Segmentation dataset excerpts
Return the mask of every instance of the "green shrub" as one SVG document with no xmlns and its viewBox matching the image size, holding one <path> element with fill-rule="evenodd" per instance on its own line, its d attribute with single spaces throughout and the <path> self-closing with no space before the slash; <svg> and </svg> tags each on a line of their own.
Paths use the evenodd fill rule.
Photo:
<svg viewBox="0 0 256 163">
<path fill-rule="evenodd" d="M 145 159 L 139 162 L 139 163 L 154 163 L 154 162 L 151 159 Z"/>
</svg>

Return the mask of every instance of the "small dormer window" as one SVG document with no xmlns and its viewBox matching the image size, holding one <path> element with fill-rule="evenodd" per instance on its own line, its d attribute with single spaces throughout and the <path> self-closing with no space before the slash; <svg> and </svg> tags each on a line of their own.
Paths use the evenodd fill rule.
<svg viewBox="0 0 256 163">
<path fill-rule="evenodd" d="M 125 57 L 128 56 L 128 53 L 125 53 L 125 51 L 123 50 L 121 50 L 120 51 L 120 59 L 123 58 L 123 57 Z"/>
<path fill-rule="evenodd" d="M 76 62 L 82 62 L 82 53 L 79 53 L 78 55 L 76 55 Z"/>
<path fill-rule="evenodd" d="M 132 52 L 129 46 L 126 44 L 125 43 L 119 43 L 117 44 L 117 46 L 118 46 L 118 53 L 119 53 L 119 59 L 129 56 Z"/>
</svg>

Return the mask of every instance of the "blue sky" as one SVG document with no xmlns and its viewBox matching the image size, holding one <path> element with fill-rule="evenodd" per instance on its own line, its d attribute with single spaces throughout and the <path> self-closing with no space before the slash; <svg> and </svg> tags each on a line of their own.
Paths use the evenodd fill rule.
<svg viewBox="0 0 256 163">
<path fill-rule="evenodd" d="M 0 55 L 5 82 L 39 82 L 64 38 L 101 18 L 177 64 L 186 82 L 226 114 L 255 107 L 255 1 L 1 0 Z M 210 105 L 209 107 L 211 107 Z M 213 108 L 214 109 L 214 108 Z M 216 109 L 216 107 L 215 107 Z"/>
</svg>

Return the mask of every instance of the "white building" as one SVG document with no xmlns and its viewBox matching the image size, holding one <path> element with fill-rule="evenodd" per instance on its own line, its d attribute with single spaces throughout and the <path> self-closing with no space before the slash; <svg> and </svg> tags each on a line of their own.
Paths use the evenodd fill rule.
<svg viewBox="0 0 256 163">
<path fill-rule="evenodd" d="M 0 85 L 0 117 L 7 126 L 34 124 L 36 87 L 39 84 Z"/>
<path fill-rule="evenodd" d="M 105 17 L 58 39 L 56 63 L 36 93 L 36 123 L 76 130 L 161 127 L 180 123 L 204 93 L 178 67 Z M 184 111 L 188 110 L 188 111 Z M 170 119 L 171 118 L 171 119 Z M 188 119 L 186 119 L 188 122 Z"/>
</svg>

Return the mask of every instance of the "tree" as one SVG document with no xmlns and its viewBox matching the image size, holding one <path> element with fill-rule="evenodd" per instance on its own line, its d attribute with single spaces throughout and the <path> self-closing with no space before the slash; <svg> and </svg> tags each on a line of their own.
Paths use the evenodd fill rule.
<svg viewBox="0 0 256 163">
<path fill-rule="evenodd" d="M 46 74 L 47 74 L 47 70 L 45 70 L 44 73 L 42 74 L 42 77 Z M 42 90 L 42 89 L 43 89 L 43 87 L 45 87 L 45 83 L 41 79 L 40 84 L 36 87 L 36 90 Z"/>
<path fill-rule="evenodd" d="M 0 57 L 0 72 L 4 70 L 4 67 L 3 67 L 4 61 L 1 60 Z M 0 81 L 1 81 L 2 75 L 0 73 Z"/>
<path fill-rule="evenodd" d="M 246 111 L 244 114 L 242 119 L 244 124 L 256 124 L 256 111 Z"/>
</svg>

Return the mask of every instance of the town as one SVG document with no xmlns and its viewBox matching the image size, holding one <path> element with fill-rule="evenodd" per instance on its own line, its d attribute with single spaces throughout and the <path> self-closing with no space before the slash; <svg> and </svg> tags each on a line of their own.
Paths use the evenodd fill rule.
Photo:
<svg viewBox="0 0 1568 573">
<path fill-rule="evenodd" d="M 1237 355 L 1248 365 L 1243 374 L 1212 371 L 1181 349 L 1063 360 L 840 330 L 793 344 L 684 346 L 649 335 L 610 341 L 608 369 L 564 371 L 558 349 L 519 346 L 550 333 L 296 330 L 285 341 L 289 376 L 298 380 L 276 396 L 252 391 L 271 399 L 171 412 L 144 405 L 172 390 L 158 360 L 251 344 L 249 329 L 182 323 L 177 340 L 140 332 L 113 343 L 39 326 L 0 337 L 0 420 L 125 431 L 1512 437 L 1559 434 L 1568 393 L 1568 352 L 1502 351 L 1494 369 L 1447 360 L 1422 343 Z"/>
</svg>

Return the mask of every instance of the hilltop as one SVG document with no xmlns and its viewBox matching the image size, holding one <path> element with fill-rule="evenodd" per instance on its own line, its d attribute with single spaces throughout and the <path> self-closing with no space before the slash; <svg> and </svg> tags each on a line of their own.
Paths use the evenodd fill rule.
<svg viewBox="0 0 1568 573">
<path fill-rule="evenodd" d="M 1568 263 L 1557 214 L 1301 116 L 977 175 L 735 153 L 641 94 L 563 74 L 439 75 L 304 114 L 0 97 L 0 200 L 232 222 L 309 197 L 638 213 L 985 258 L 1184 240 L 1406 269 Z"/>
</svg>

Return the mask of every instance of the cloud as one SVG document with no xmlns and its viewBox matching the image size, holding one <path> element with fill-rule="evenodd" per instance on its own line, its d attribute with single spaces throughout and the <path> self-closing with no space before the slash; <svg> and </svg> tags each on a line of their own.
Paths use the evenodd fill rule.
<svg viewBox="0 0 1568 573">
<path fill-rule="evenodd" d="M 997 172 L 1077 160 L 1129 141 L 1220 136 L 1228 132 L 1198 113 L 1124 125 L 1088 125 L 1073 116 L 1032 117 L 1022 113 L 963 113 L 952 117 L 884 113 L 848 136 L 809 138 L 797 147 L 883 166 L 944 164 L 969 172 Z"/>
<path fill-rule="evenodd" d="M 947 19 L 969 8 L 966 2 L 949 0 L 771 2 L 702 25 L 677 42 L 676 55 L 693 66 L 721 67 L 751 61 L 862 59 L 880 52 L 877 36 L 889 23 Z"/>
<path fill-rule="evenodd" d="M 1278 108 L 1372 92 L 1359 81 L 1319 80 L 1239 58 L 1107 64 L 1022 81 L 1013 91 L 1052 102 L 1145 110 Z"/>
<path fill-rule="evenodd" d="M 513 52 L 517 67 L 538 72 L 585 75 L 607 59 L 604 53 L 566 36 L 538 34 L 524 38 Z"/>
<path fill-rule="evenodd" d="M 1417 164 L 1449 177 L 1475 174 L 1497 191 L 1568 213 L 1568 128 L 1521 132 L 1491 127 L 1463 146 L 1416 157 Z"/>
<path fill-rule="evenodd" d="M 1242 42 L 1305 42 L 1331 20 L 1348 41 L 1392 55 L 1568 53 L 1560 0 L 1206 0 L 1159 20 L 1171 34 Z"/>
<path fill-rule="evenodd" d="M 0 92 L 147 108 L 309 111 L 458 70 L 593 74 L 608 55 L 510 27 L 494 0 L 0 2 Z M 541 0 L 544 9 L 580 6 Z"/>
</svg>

▸ DIRECTION
Edit the data between the lines holding "Return the mask of every instance of the cloud" and "997 172 L 1077", inclusive, so that "cloud" becomes "storm cloud", and give those lines back with nothing else altered.

▸ CORRECT ANSWER
Return the mask of every instance of the storm cloud as one SVG document with no xmlns and its viewBox matching the image size, holding one <path> element with fill-rule="evenodd" per instance on its own line, its d attribute with single spaces throughout and the <path> self-closing with no space before the slash; <svg> and </svg> tags each on a line of their own.
Paths use the evenodd fill rule.
<svg viewBox="0 0 1568 573">
<path fill-rule="evenodd" d="M 997 172 L 1077 160 L 1129 141 L 1220 136 L 1228 132 L 1198 113 L 1124 125 L 1088 125 L 1073 116 L 1032 117 L 1022 113 L 963 113 L 952 117 L 884 113 L 848 136 L 809 138 L 797 147 L 883 166 L 944 164 L 969 172 Z"/>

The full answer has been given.